Problem statement » Which lines in the listing below contain the word "shoulder"? Return every such line in full.

+-------+

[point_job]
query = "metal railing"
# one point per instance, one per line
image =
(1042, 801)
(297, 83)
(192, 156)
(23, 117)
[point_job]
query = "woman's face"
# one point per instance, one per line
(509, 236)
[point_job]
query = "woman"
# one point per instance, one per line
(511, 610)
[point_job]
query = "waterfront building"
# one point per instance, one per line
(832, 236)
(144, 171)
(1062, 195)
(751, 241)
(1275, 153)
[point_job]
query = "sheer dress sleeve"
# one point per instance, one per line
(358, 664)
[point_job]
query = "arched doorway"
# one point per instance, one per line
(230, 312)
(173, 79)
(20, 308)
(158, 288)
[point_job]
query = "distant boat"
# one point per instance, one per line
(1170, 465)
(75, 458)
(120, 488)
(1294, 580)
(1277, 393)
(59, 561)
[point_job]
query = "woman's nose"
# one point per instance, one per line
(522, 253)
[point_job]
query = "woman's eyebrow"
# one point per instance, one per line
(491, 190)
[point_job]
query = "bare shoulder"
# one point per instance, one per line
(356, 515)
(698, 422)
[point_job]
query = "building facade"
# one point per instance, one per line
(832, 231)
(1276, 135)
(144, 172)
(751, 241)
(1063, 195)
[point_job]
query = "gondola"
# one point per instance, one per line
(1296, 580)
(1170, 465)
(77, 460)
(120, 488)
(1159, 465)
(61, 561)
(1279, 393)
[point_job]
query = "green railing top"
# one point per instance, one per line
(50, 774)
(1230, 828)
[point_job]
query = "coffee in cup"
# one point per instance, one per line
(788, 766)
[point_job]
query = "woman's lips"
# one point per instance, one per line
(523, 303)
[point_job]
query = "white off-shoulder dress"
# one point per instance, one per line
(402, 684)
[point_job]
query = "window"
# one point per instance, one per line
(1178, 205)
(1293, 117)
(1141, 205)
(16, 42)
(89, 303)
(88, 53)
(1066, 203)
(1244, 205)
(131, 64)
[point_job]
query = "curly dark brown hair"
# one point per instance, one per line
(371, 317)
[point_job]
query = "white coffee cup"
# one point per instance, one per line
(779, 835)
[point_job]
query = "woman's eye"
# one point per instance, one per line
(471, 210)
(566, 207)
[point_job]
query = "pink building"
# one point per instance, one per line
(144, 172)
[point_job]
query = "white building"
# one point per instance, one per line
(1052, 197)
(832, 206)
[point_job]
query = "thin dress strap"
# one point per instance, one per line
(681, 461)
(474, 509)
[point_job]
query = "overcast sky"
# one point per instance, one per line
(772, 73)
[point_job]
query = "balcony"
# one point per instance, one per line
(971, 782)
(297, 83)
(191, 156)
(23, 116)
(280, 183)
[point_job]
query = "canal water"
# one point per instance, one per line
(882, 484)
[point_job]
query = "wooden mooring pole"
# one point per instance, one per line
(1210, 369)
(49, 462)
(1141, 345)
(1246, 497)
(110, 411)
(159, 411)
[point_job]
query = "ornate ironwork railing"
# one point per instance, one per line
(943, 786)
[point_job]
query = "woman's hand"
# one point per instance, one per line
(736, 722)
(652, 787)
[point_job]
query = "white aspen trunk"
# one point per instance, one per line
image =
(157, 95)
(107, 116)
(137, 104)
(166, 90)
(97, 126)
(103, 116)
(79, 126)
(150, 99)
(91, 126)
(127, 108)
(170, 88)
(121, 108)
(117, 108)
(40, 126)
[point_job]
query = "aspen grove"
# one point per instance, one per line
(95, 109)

+-------+

Response below »
query = "bare shoulder"
query = "white off-shoulder dress"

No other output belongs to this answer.